▽
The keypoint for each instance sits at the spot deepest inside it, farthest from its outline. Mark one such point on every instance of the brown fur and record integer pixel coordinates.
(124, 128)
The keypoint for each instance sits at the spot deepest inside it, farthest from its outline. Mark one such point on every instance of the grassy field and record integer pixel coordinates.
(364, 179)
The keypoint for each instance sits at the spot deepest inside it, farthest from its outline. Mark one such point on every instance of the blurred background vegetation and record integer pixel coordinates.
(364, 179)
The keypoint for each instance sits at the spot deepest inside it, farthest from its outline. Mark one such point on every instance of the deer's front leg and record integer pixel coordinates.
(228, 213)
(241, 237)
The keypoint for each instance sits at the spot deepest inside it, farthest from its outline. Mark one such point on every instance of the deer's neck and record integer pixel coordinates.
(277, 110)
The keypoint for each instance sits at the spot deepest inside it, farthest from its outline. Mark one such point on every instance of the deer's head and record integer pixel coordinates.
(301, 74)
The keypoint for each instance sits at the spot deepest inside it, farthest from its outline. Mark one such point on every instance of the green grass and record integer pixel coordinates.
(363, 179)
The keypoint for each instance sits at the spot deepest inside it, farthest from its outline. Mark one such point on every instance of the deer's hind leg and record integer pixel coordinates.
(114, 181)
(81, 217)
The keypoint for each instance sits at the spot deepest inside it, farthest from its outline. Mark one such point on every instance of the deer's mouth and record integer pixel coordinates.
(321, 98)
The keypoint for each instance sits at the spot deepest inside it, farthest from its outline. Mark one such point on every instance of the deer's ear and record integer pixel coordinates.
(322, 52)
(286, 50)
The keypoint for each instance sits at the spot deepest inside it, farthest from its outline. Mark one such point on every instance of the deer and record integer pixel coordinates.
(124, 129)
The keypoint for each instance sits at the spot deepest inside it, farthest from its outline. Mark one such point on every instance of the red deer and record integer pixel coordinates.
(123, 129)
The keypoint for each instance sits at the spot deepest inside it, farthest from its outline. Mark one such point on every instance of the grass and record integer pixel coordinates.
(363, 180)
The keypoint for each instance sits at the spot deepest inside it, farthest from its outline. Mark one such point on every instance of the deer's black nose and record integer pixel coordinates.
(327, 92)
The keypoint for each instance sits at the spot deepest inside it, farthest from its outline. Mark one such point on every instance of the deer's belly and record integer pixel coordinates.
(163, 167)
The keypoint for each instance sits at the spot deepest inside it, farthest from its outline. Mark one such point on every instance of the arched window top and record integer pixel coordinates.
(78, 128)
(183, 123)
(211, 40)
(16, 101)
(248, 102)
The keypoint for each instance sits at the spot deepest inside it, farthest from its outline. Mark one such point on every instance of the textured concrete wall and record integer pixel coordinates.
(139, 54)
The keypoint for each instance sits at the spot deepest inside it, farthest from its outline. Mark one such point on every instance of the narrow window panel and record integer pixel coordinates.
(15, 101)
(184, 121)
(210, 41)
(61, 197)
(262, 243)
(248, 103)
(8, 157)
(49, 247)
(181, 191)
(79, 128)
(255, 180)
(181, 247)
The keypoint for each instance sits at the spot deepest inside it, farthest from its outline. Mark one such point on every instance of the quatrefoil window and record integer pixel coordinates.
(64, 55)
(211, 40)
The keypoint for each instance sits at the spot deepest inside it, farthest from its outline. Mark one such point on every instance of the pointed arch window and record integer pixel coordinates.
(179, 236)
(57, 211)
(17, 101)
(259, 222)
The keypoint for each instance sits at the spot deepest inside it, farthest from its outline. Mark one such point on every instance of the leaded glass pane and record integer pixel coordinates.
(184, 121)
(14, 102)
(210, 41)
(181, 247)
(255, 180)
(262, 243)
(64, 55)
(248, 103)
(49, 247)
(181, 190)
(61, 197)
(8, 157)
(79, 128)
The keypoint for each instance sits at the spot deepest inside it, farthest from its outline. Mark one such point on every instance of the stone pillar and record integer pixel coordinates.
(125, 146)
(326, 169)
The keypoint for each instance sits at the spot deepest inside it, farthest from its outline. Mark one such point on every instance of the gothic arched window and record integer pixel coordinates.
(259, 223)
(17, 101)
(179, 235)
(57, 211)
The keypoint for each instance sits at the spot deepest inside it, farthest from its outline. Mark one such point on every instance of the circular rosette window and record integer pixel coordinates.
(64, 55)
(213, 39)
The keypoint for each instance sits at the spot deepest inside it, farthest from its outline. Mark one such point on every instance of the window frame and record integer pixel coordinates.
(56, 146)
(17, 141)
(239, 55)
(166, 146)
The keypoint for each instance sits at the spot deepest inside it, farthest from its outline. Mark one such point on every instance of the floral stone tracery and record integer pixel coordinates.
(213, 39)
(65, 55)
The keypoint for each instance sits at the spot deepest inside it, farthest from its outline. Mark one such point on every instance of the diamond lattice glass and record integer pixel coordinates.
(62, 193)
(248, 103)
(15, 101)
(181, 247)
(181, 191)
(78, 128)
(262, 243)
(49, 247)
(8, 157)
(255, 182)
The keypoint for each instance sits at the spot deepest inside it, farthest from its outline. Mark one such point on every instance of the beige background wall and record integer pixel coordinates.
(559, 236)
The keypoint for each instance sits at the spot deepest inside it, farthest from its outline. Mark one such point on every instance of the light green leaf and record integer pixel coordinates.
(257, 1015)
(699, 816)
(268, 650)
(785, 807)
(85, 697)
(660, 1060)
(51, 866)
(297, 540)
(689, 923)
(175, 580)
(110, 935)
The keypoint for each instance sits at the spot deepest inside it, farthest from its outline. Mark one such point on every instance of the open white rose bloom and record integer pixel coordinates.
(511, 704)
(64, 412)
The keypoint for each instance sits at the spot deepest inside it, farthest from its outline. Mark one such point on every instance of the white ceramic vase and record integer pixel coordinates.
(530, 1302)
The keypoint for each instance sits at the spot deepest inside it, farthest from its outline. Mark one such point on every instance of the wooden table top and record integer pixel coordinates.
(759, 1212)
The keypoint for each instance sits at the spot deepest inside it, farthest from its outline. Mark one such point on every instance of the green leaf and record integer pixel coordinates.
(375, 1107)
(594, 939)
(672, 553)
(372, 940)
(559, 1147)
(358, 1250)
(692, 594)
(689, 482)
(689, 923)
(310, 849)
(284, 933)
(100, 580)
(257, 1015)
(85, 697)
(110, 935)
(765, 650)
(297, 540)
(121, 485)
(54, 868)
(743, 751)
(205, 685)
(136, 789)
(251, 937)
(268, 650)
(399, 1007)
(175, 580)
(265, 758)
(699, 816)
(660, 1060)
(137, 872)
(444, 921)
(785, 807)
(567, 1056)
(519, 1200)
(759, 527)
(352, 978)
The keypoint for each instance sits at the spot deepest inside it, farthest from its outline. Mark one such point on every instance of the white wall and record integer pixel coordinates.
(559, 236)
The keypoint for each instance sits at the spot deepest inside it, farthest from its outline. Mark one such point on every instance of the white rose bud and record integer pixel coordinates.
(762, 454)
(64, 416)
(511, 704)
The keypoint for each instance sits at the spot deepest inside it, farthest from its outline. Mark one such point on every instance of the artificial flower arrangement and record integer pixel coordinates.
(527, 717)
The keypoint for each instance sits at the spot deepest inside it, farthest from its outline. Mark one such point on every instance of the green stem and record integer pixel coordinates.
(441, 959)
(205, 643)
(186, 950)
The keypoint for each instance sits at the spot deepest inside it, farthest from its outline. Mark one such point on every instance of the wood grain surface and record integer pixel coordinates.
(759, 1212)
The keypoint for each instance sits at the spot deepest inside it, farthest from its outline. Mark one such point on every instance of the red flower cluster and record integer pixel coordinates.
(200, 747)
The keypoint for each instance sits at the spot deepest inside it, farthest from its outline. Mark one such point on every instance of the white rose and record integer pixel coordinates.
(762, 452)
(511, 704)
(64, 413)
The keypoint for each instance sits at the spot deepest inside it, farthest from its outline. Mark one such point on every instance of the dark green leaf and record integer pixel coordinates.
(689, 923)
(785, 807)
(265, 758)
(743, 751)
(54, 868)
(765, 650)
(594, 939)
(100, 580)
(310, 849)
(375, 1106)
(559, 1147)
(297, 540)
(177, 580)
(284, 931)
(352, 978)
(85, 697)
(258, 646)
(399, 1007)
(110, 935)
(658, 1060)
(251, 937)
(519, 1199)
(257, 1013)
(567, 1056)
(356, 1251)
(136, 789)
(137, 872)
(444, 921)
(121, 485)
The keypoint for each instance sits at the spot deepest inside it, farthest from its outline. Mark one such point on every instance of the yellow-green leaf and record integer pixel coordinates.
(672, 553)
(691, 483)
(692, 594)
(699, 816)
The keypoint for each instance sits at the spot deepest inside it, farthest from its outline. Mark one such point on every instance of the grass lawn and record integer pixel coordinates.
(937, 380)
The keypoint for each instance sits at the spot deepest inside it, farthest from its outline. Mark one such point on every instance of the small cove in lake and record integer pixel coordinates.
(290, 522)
△
— Written exercise —
Extract, exactly, the lines above that begin at the line containing "surface and record integer pixel coordinates." and end at the final line of the records; add no other text.

— Full solution —
The keypoint for each instance sits at the spot deepest inside it, farthest from its outline. Mark one such point on every instance of the wood grain surface and record integer pixel coordinates.
(759, 1212)
The keypoint for each instance sits at the spot deepest inside it, farthest from its outline. Mark one such point on every instance of the red flower cluster and record integer pixel coordinates.
(200, 747)
The keypoint for each instance sits at the spot deepest inside it, farthest from its outline. Mark one such point on every instance of the white rose and record integer pixel coordinates.
(762, 452)
(511, 704)
(64, 413)
The keypoint for each instance sits at the spot deepest inside it, farthest from its outline. Mark one such point on every instance of the dark green leaf and record integer pixel coordinates.
(689, 923)
(785, 807)
(265, 758)
(743, 751)
(54, 868)
(765, 650)
(594, 939)
(100, 580)
(310, 849)
(375, 1106)
(559, 1147)
(297, 540)
(177, 580)
(284, 931)
(352, 978)
(85, 697)
(258, 646)
(399, 1007)
(110, 935)
(658, 1060)
(251, 937)
(519, 1199)
(257, 1013)
(567, 1056)
(356, 1251)
(136, 789)
(137, 872)
(444, 921)
(121, 485)
The keypoint for each instance sits at the spot deepest inside it, farthest from its outline. Mark one such point on every instance of the yellow-green leaf and record integer pixel coordinates.
(672, 553)
(691, 483)
(692, 594)
(699, 816)
The keypoint for each instance sits at the spot deepest inside it, farthest from its outline. Mark one such point on every instance of the grass lawn and record integer pixel coordinates.
(937, 380)
The keypoint for each instance sits at the spot deepest inside it, farthest from its outline. Mark one such point on every instance of the small cove in lake and record integer pixel coordinates.
(290, 522)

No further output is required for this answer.